Repeat exactly the lines of the listing from the line containing "[locate] the woman in white" through its last line, and nothing beyond them.
START DATASET EXCERPTS
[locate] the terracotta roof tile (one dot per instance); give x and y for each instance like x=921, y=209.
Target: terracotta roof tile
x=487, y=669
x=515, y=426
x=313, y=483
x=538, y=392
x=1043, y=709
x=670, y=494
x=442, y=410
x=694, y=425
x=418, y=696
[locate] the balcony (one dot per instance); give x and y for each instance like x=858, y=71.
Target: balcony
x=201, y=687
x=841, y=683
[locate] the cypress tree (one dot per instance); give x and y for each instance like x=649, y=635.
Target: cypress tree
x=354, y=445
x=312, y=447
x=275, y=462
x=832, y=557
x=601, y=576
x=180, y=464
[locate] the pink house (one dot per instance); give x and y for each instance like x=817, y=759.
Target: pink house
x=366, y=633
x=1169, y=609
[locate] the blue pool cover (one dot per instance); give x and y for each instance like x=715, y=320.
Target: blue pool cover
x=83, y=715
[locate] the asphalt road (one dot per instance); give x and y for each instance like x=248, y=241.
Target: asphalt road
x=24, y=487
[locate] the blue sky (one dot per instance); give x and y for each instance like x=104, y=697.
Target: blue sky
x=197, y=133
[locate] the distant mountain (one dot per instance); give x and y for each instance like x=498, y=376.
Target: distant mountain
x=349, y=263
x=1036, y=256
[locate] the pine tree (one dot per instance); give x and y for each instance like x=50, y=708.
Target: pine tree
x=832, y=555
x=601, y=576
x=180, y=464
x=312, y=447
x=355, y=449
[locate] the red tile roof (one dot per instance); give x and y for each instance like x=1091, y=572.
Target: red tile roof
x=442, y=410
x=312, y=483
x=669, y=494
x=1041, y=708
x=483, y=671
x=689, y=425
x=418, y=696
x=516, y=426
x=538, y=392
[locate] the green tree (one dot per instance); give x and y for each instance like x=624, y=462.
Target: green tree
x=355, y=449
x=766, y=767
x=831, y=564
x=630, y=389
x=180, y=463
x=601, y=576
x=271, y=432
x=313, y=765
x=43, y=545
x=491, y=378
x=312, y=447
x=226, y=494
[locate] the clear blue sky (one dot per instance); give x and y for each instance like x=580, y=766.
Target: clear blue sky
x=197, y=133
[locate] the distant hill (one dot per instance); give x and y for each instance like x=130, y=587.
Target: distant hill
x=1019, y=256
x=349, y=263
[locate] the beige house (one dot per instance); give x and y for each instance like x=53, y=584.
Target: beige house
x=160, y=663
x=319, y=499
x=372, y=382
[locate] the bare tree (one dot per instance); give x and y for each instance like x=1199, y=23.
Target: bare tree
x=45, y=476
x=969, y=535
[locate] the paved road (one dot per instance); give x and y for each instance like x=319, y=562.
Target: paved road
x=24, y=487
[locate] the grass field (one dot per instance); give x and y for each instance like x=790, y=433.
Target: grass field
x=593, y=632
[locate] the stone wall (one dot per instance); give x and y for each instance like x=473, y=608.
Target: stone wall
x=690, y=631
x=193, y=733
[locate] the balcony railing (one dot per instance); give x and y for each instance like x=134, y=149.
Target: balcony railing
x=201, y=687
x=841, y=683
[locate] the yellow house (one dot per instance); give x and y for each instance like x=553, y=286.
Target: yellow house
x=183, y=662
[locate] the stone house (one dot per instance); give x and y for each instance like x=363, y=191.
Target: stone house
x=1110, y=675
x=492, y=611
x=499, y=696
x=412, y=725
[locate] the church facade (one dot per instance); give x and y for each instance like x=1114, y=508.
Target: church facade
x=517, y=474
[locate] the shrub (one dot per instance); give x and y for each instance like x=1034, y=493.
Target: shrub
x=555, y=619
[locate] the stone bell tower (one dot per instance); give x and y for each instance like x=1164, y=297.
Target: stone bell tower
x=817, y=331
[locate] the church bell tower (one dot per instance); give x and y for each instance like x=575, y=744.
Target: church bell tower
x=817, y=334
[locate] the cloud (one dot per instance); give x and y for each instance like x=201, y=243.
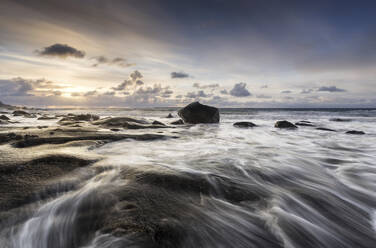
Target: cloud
x=208, y=86
x=179, y=75
x=15, y=87
x=115, y=61
x=240, y=90
x=330, y=89
x=27, y=87
x=135, y=75
x=224, y=92
x=123, y=85
x=262, y=96
x=306, y=91
x=198, y=94
x=133, y=80
x=61, y=51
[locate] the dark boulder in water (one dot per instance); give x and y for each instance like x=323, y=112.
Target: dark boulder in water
x=198, y=113
x=178, y=122
x=340, y=120
x=285, y=124
x=244, y=124
x=355, y=132
x=158, y=123
x=45, y=118
x=23, y=113
x=326, y=129
x=304, y=123
x=4, y=118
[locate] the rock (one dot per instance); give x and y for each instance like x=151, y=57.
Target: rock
x=6, y=137
x=304, y=123
x=355, y=132
x=198, y=113
x=325, y=129
x=340, y=120
x=23, y=113
x=285, y=124
x=47, y=118
x=117, y=121
x=4, y=118
x=244, y=124
x=158, y=123
x=178, y=122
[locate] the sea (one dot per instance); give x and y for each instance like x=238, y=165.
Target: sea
x=217, y=185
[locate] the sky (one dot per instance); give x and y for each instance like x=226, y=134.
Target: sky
x=158, y=53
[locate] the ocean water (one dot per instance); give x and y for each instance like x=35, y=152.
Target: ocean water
x=218, y=186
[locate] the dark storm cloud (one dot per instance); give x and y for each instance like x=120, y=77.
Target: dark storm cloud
x=179, y=75
x=61, y=50
x=330, y=89
x=240, y=90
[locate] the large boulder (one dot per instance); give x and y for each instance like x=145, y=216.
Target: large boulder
x=198, y=113
x=285, y=124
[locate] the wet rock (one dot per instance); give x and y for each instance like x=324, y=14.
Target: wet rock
x=355, y=132
x=178, y=122
x=47, y=118
x=244, y=124
x=6, y=137
x=326, y=129
x=158, y=123
x=23, y=113
x=117, y=121
x=304, y=123
x=340, y=120
x=198, y=113
x=4, y=118
x=92, y=136
x=81, y=117
x=285, y=124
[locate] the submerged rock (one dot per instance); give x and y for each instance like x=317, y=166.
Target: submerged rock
x=326, y=129
x=47, y=118
x=23, y=113
x=285, y=124
x=340, y=120
x=355, y=132
x=304, y=123
x=4, y=118
x=198, y=113
x=158, y=123
x=244, y=124
x=178, y=122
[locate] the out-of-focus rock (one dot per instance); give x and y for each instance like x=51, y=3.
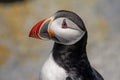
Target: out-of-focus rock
x=21, y=57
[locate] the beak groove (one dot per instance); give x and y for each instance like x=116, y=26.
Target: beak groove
x=35, y=30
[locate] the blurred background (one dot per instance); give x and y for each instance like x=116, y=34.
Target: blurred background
x=21, y=57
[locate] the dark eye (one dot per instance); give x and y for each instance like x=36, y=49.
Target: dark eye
x=64, y=24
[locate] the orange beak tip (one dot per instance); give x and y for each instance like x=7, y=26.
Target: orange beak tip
x=35, y=30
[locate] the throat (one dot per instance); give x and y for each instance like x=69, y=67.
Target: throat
x=73, y=59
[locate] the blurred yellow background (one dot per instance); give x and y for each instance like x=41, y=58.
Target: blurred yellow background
x=21, y=57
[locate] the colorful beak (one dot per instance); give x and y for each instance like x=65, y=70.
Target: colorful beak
x=36, y=30
x=41, y=30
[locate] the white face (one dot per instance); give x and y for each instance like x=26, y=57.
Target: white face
x=66, y=31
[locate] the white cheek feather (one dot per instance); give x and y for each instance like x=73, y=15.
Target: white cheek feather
x=51, y=71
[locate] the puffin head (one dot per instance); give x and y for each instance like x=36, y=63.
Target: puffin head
x=64, y=27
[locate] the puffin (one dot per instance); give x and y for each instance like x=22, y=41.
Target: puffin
x=68, y=59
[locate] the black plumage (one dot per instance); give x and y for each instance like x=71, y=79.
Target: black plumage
x=73, y=58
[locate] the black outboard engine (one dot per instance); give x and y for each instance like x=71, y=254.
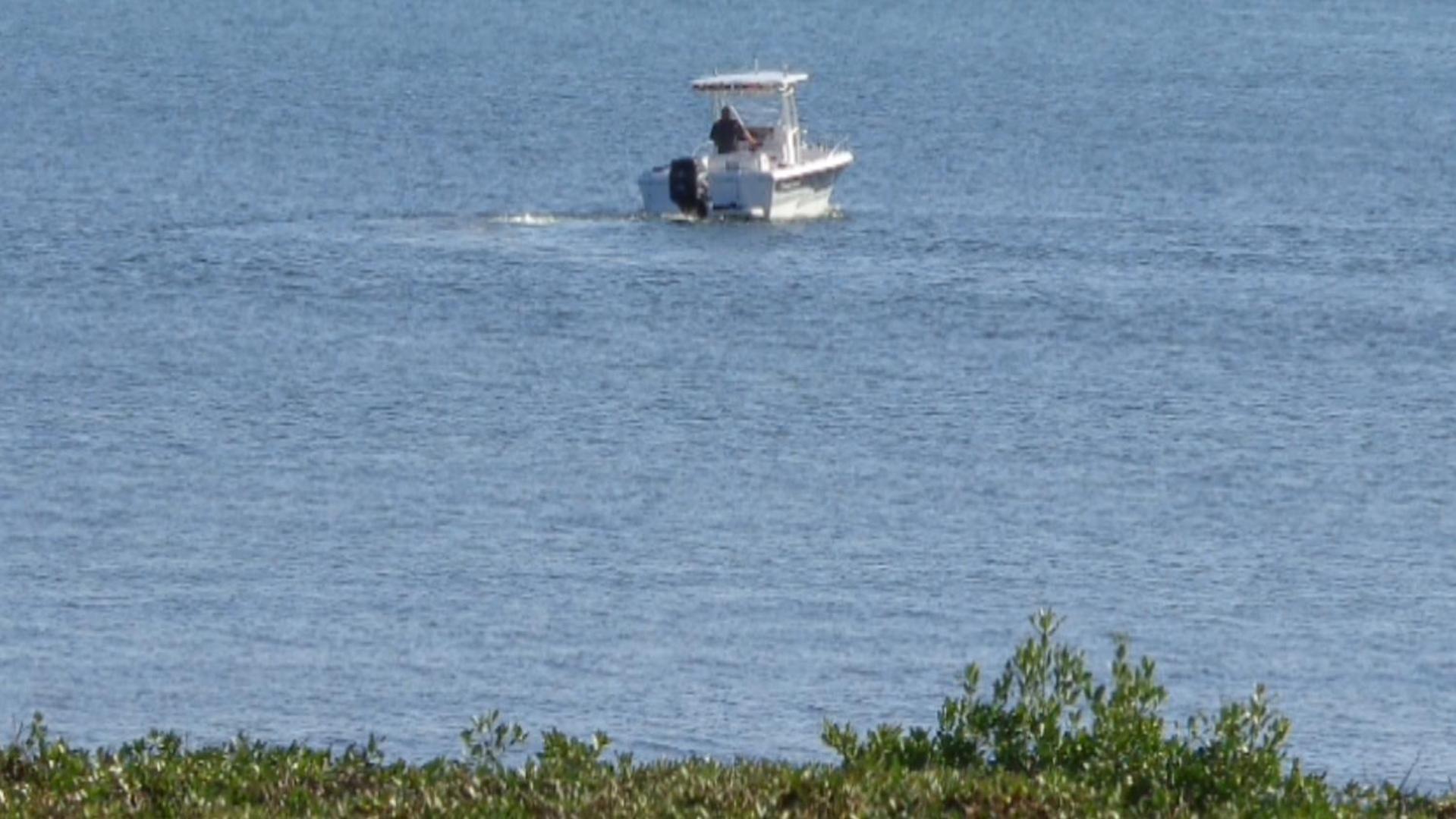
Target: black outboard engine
x=687, y=187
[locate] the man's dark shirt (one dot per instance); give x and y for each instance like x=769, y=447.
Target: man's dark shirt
x=725, y=136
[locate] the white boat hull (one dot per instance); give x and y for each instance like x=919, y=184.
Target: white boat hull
x=750, y=190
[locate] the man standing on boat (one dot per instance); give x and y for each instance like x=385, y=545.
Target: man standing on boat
x=728, y=131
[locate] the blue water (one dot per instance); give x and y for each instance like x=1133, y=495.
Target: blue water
x=344, y=391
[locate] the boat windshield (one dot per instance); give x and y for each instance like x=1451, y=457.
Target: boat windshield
x=755, y=111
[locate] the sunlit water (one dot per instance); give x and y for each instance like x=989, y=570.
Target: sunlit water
x=342, y=391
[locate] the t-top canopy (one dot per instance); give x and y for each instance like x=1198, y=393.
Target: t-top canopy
x=749, y=83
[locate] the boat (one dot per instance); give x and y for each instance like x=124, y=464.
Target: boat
x=772, y=175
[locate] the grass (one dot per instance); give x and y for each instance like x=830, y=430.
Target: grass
x=1047, y=739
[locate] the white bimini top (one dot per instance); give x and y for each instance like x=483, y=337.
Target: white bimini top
x=749, y=83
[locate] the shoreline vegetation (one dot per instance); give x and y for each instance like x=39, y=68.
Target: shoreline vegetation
x=1047, y=739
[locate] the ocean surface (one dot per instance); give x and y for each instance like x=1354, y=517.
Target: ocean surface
x=344, y=391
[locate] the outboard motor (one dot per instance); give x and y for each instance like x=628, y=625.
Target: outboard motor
x=687, y=187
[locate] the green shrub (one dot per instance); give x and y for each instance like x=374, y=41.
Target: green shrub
x=1047, y=714
x=1047, y=741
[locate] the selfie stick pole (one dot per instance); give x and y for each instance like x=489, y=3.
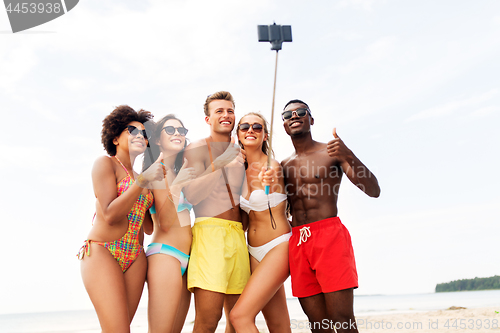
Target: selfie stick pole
x=276, y=34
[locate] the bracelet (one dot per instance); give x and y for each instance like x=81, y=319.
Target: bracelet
x=141, y=181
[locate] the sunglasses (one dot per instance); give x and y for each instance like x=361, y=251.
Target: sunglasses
x=170, y=130
x=132, y=130
x=300, y=112
x=257, y=128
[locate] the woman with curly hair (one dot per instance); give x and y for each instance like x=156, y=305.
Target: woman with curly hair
x=268, y=233
x=113, y=265
x=168, y=254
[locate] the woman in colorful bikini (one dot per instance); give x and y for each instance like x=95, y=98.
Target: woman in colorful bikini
x=268, y=233
x=113, y=263
x=168, y=254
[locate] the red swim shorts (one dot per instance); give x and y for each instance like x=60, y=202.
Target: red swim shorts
x=321, y=258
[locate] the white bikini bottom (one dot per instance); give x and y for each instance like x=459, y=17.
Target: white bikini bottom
x=260, y=252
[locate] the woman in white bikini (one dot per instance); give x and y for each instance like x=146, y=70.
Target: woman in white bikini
x=268, y=233
x=168, y=254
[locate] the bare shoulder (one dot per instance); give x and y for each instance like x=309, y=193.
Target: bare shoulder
x=103, y=167
x=192, y=151
x=196, y=144
x=287, y=160
x=102, y=163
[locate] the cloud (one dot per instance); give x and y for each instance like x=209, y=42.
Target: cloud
x=359, y=4
x=452, y=107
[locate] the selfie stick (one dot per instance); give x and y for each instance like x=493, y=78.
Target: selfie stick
x=276, y=34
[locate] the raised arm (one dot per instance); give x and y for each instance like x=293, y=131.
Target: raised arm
x=206, y=179
x=114, y=208
x=354, y=169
END DATASET EXCERPTS
THE ANSWER
[locate] the woman in white bikini (one dot per instance); give x and y for each instance like x=146, y=70.
Target: woman in white bikini
x=268, y=233
x=168, y=254
[locate] the bare shoulder (one dot per instance); give x and y for each instance like x=309, y=193.
Target: bare shoulder
x=103, y=167
x=192, y=151
x=196, y=144
x=287, y=160
x=102, y=163
[locate] the cloud (one dot per instance); give x and y for each instance like x=209, y=42.
Target: cloud
x=359, y=4
x=452, y=107
[locate] the selfie stick (one dot per instance); give x and y for each instance like x=493, y=78.
Target: selfie stick
x=276, y=34
[locate] the raised arm (one dot per instance); give x and y for each instance like x=293, y=131.
Target: raised arm
x=206, y=179
x=114, y=208
x=354, y=169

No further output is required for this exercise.